__REQUIRED WORK__
Nothing in the data may be altered; restate all of it exactly.

─── DATA FOR THIS TASK ───

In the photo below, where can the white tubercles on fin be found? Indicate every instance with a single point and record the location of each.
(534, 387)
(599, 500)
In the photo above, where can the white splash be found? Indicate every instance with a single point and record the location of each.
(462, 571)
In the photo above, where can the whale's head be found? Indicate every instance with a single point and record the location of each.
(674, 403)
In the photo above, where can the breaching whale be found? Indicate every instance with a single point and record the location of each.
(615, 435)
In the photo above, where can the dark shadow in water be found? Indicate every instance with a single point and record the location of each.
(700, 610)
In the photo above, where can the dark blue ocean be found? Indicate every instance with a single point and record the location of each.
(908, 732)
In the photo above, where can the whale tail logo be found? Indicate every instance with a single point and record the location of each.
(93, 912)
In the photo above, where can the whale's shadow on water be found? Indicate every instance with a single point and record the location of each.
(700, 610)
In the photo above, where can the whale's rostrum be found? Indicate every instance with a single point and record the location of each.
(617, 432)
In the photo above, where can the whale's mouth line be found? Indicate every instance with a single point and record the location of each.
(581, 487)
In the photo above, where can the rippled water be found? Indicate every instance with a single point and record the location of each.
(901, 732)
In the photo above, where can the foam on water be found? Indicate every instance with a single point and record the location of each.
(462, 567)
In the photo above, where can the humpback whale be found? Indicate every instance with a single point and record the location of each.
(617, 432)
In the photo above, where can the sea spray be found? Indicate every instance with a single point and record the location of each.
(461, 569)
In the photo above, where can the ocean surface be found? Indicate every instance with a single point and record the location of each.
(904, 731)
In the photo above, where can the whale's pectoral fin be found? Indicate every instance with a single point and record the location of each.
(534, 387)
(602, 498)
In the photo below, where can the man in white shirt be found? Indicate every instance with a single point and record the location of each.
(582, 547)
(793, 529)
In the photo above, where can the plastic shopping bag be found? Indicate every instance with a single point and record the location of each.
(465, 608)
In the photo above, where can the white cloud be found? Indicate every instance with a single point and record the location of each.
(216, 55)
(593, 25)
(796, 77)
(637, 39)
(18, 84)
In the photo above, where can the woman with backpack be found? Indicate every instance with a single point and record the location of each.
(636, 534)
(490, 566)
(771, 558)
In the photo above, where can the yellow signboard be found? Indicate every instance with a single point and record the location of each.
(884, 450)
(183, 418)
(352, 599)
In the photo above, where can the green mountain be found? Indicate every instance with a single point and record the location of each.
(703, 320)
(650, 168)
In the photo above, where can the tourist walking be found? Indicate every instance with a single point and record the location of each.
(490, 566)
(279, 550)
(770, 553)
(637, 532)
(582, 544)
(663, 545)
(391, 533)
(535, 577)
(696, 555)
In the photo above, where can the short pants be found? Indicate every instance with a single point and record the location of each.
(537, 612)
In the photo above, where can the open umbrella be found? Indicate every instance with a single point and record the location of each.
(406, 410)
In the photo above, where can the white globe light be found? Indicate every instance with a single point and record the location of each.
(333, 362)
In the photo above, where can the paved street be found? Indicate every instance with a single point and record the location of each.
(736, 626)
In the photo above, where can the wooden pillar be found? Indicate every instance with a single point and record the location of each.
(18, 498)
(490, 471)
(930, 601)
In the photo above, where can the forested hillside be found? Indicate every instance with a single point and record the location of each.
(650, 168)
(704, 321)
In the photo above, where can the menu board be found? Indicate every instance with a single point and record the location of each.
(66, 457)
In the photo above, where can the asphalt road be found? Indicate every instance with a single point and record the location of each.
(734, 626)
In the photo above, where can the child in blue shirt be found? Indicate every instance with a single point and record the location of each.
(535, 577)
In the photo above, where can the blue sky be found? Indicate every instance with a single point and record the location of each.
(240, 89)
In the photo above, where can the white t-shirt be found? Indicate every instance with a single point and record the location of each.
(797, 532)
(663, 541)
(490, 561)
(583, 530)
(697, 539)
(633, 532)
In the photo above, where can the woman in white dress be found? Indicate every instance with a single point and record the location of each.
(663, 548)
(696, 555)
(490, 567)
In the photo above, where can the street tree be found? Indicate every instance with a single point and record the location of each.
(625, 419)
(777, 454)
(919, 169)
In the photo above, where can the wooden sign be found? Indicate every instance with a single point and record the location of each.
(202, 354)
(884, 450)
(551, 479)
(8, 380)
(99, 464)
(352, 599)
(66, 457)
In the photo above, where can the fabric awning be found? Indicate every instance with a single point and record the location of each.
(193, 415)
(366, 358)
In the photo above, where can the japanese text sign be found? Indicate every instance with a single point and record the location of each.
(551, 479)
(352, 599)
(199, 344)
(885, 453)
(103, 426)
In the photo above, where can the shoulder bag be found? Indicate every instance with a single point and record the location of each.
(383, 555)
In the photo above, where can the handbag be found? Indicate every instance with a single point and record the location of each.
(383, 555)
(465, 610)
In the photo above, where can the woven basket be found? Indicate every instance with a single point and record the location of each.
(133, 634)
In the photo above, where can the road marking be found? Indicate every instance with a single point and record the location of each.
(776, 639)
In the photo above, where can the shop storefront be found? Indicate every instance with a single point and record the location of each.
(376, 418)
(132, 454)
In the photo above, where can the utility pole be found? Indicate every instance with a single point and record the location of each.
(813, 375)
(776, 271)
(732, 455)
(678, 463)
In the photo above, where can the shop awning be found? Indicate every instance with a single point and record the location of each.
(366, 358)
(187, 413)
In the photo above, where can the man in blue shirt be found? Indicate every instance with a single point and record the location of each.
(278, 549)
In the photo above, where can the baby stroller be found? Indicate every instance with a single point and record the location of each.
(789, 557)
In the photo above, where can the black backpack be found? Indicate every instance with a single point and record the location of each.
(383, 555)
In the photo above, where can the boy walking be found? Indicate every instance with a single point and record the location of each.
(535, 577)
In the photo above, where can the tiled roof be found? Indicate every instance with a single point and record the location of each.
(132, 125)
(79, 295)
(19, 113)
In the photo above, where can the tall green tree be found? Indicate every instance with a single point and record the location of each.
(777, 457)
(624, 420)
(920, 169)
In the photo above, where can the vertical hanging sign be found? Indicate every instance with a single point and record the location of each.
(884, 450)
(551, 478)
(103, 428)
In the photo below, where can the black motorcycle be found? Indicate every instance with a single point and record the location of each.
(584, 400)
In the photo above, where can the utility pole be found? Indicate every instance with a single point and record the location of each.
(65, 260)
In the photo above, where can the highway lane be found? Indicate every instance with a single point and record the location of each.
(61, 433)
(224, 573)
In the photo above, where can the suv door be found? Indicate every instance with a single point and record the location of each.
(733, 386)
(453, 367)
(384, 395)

───

__RESPONSE TO THE EXERCISE__
In the photo below, where can the white tubercles on fin be found? Indicate every instance with a single point and record the location of each.
(534, 387)
(599, 500)
In the photo above, where can the white splash be found? Indicate every instance with a single point and record the location of each.
(462, 571)
In the photo above, where can the whale's head be found? Indicate every instance with a single point and record the location of each.
(674, 403)
In the photo above, where can the breaching whale be found? Indicate every instance with a single point and record the location of each.
(615, 435)
In the photo above, where can the dark shadow in water be found? Indicate every instance with a single point and record the location of each.
(700, 610)
In the photo above, where can the dark blue ocean be found? Indicate every instance with a single point and record the location of each.
(908, 732)
In the photo above, where can the whale tail logo be found? Indicate every instance with a single point and record the location of each.
(93, 912)
In the photo above, where can the whale's shadow on water be found? Indicate every instance with a single point and record the location of each.
(700, 610)
In the photo above, where can the whale's rostrum be found? Indicate every instance with a single point and record the location of each.
(617, 432)
In the photo above, where can the whale's mouth line be found? Indicate every instance with a single point and record the location of each.
(581, 487)
In the photo above, where can the rippled water be found? Indicate every instance with a single point and record the location of each.
(901, 732)
In the photo above, where can the foam on water be found? Indicate every instance with a single point and record the location of each.
(462, 567)
In the photo above, where can the humpback whale be found? Indicate every instance with a single point and record the location of each.
(617, 432)
In the photo above, where can the sea spray be found? Indicate every instance with a single point and record the location of each.
(461, 569)
In the photo above, where can the ocean surface be found? Indicate every instance with a single point and record the location of each.
(904, 731)
In the photo above, where can the whale's pectoral fin be found? Indicate every instance with a single point and record the location of each.
(534, 387)
(602, 498)
In the photo below, where can the man in white shirt be found? Indicate every instance with a single point and record the location of each.
(582, 547)
(793, 529)
In the photo above, where can the plastic shopping bag be found? Indicate every instance with a single point and record the location of each.
(465, 608)
In the photo above, where can the white cloud be found? Indicate every instance with a single point and record the location of each.
(216, 55)
(593, 25)
(796, 77)
(637, 39)
(18, 84)
In the photo above, where can the woman with backpack be found? Indicate every instance with a single point and record the location of each.
(636, 534)
(490, 566)
(771, 558)
In the photo above, where can the yellow signboard be found? Indicate every instance with a single point and record the location of each.
(884, 450)
(183, 418)
(352, 599)
In the photo above, where can the green mountain be found? Indicate every instance with a single point and record the location of each.
(703, 320)
(650, 168)
In the photo above, where can the tourist walking be found? Indicate every instance with a single point and record the location of each.
(490, 566)
(279, 550)
(770, 553)
(637, 532)
(582, 544)
(663, 545)
(391, 533)
(535, 577)
(696, 555)
In the photo above, where can the short pants be found? Indicate every instance with a single point and record the location of each.
(537, 612)
In the photo above, where can the open umbrella be found? Indicate every instance with a single point and record the location of each.
(406, 410)
In the photo above, where can the white globe light be found? Indicate every instance with a single point and record the location of each.
(333, 362)
In the photo above, where can the paved street be found? Indicate every instance with a single point and record the location of each.
(736, 626)
In the photo above, where can the wooden pillar be found? Indicate every instance with a single point and record the location of each.
(18, 498)
(490, 471)
(930, 601)
In the photo above, where can the forested hillside be found? Indicate every instance with a single point and record the location of each.
(650, 168)
(704, 321)
In the photo above, where can the menu board be found? Indicate every instance with a single point and record the location of each.
(66, 457)
In the photo above, where can the asphalt road be found? Indicate every instance with a single point and record the location of each.
(734, 626)
In the photo above, where can the child in blue shirt be found? Indicate every instance with a single point and record the location of each.
(535, 577)
In the photo above, where can the blue sky be found? Indicate every instance with a single point and record the location of each.
(240, 89)
In the photo above, where can the white t-shirt be found? Indicate every instance with a single point and record the location of each.
(797, 532)
(663, 541)
(490, 561)
(583, 530)
(697, 539)
(633, 532)
In the photo above, where can the woman in white dress be found? Indicate every instance with a single point and record the location of each.
(663, 548)
(696, 555)
(490, 567)
In the photo above, where can the street tree be found? Indicate every instance with a single point and record the location of each.
(625, 419)
(777, 454)
(919, 169)
In the photo above, where can the wooden sign be found? Indicate every instance with a single point and record the location of each.
(202, 354)
(884, 450)
(551, 479)
(8, 380)
(99, 464)
(352, 599)
(66, 457)
In the photo above, where can the fabric awning be found? Indicate every instance with a single point and record the location of each.
(193, 415)
(366, 358)
In the photo above, where can the japanese text sign be found? Indicate every instance with a single point and record the location of each.
(551, 479)
(352, 599)
(199, 344)
(885, 453)
(103, 426)
In the photo above, where can the shoulder bag be found? Indicate every instance with a single point and record the location of each.
(383, 555)
In the photo above, where can the handbag be found? Indicate every instance with a single point and record the location of each.
(383, 555)
(465, 610)
In the photo above, where can the woven basket be found? Indicate every instance with a single point and record the location of each.
(133, 634)
In the photo above, where can the road marking be found? Indicate every instance with a single point and record the location of each.
(776, 639)
In the photo above, where can the shop storefront be found? Indicate every instance with a single point and record the location of each.
(376, 418)
(132, 454)
In the photo above, where can the utility pole be found? Indicate every instance with a single point and record the location of each.
(813, 375)
(776, 271)
(732, 455)
(678, 463)
In the photo above, where can the shop awning be found? Indicate every instance with a single point and record the location of each.
(366, 358)
(187, 413)
In the photo above, where can the man in blue shirt be found? Indicate every instance with a single point and record the location of each.
(278, 549)
In the photo above, where can the baby stroller be found? Indicate every instance with a single point and record the location of each.
(789, 557)
In the photo above, where can the black backpack be found? Indicate every instance with a single point and record the location of each.
(383, 555)
In the photo above, where can the boy walking be found? Indicate every instance with a single point and record the location of each.
(535, 577)
In the photo above, where can the tiled roof be found? Indicate every instance with a single point and record the location of each.
(132, 125)
(79, 295)
(19, 113)
In the photo above, where can the tall green tree be found? Indicate every instance with a single point and record the location of each.
(777, 457)
(624, 420)
(920, 169)
In the photo above, where can the vertical hanging sign be found? Indicate every instance with a single point and record the location of each.
(884, 450)
(551, 478)
(103, 428)
In the photo below, where can the black motorcycle be found? Indicate every instance with a single point and record the location of each.
(584, 400)
In the photo above, where can the utility pole be found? Indicate every instance with a single point and record the location of each.
(65, 260)
In the photo above, where can the highway lane be found? Indicate every instance with a single point and record the location of each.
(61, 433)
(224, 573)
In the photo above, where can the suv door be found? Indicate every instance with a single point and record the location of each.
(733, 386)
(453, 367)
(384, 395)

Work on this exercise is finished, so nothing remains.